> [Exercise objective] Write a few more replies to the forum thread about homemade potato guns, picking up after its last post and keeping the same casual tone.

> [Exercise text]
We once had a more traditional 'spud gun' powered by hairspray and a spark....shoulder mounted with sighting tube. :14:
 
I was thinking about using CO2 to charge the system. It's non flameable and I could just a run line straight off of the little gas bottle we'll be using to pressurize the beer keg.
 
do it easy:
That the heck is going on in Texas!!! Do they teach this stuff in kindergarten??? :confused:

I'm so jealous!!! So if you see me approaching, don't shoot- I'll be waving a dive flag and I'll have a case of beer with me!


I guess those of us who won't be carrying a case of beer are just out of luck.

We're going to be popped by the pig popper. :(
 
I will bring along 100 virgins, each yielding a case of beer... oh, who am I kidding, you can't even find 100 virgins in an eighth grade class these days.
 
Big onions work well too. Bevel the end of the barrel and get onions that are just bigger than the barrel so that the bevel cuts the onions to size. It make a great seal.

> [Information provided]
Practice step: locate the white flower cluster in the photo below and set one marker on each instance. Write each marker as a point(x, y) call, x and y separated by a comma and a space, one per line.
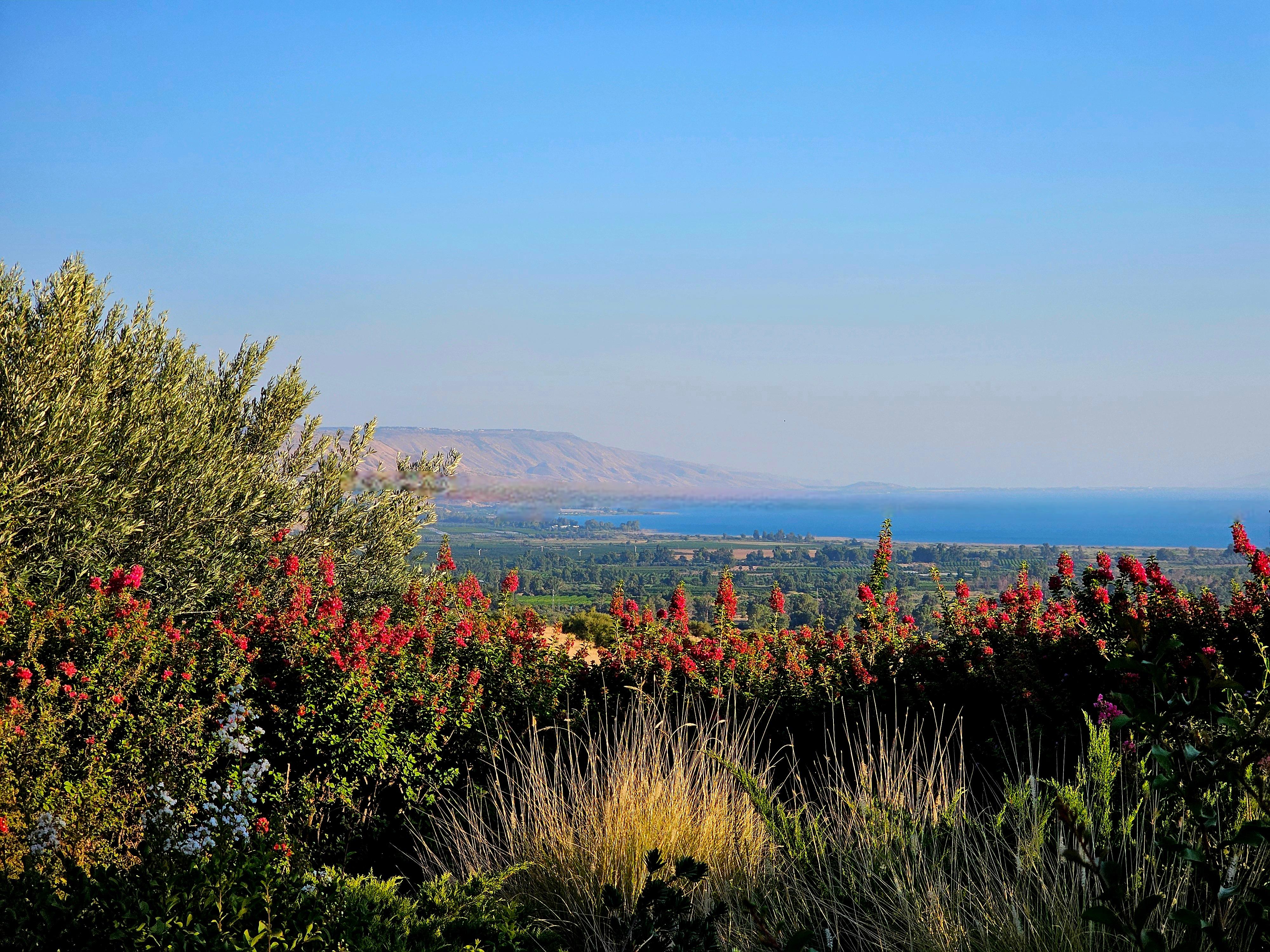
point(319, 876)
point(228, 812)
point(233, 731)
point(224, 814)
point(46, 837)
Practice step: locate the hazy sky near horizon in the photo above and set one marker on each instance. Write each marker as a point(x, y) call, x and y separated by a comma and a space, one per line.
point(921, 244)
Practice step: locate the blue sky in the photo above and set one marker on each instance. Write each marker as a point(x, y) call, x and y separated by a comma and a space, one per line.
point(934, 244)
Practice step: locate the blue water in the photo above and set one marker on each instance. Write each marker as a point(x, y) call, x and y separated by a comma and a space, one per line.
point(1168, 519)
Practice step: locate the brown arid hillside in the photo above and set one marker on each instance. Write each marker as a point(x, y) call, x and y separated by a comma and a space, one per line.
point(509, 460)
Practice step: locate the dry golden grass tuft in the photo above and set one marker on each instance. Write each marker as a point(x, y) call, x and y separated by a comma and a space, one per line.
point(582, 805)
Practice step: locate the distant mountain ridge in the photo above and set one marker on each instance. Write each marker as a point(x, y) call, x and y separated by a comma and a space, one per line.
point(515, 458)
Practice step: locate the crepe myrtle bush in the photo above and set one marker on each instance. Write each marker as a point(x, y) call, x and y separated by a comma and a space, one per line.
point(101, 705)
point(366, 718)
point(1048, 652)
point(112, 719)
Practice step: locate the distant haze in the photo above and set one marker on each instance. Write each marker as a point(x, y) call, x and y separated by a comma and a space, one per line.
point(934, 246)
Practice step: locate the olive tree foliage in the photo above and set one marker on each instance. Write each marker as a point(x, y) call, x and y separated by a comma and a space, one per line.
point(121, 445)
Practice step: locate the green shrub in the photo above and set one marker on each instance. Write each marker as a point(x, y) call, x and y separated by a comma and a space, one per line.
point(596, 628)
point(234, 901)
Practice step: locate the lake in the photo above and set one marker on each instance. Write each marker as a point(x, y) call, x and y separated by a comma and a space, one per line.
point(1170, 519)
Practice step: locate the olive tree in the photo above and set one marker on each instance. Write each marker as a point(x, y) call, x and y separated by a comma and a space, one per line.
point(120, 445)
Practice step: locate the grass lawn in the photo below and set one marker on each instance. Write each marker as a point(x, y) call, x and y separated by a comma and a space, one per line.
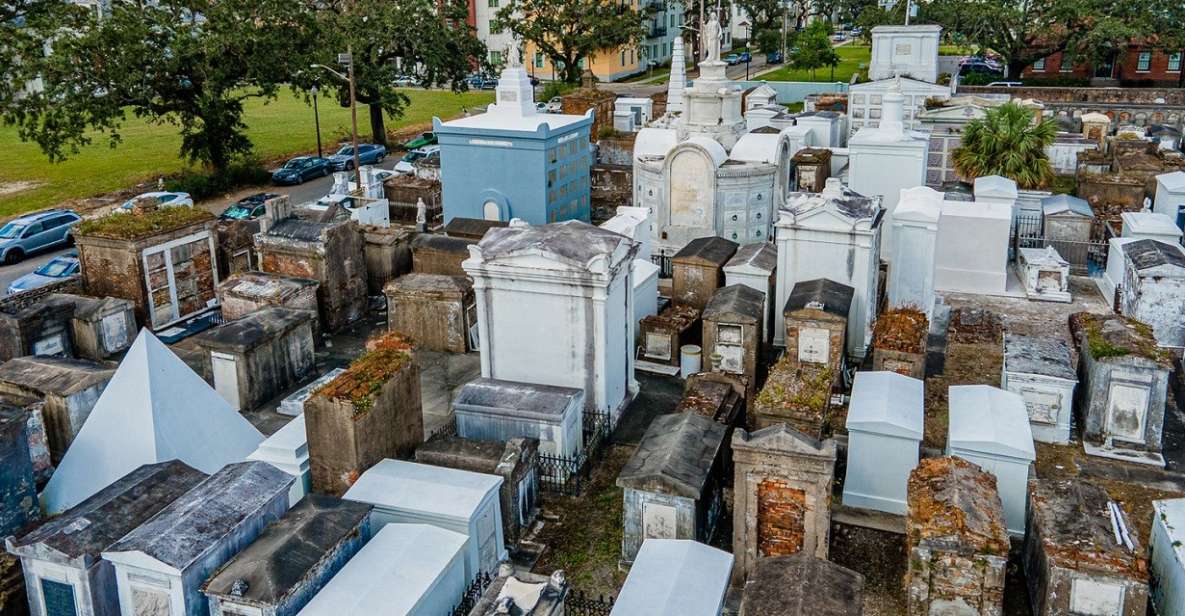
point(29, 181)
point(851, 58)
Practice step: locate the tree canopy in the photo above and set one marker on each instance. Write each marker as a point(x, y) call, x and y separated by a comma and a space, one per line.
point(1009, 142)
point(181, 62)
point(426, 39)
point(569, 31)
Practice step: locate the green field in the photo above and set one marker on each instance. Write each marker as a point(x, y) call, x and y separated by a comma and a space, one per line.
point(29, 181)
point(851, 58)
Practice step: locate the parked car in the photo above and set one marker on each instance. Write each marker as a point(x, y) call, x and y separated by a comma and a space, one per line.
point(424, 139)
point(61, 267)
point(248, 207)
point(301, 169)
point(407, 164)
point(167, 199)
point(367, 154)
point(37, 231)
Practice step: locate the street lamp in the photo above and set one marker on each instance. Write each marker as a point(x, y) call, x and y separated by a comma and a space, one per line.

> [Exercise answer]
Becareful if using hairspray, propane, acetalene etc. :flame: A pressurized air cannon (aka bycicle pump) is almost impossible to prosecute unless you hurt someone or damage someone's property. If you start using an accelerant and a spark it changes the game completely, now you are talking an "explosive device".

:m16:
 
Hemlon:
Is that thing sitting on your living room floor?

Your wife must be so tolerant!


Shoot No !!! You have to be kidding.
Neither Laura or I would ever allow a tacky carpet like that in our
basement much less on the living room floor!
:D
 
Ya'll have got way to much free time of your hands! (Actually, I'm just jealous)
 
But you know, if you attached some thin leads to each side of your projectile, put them onto spools maybe you could make a guided system ala TOW missle.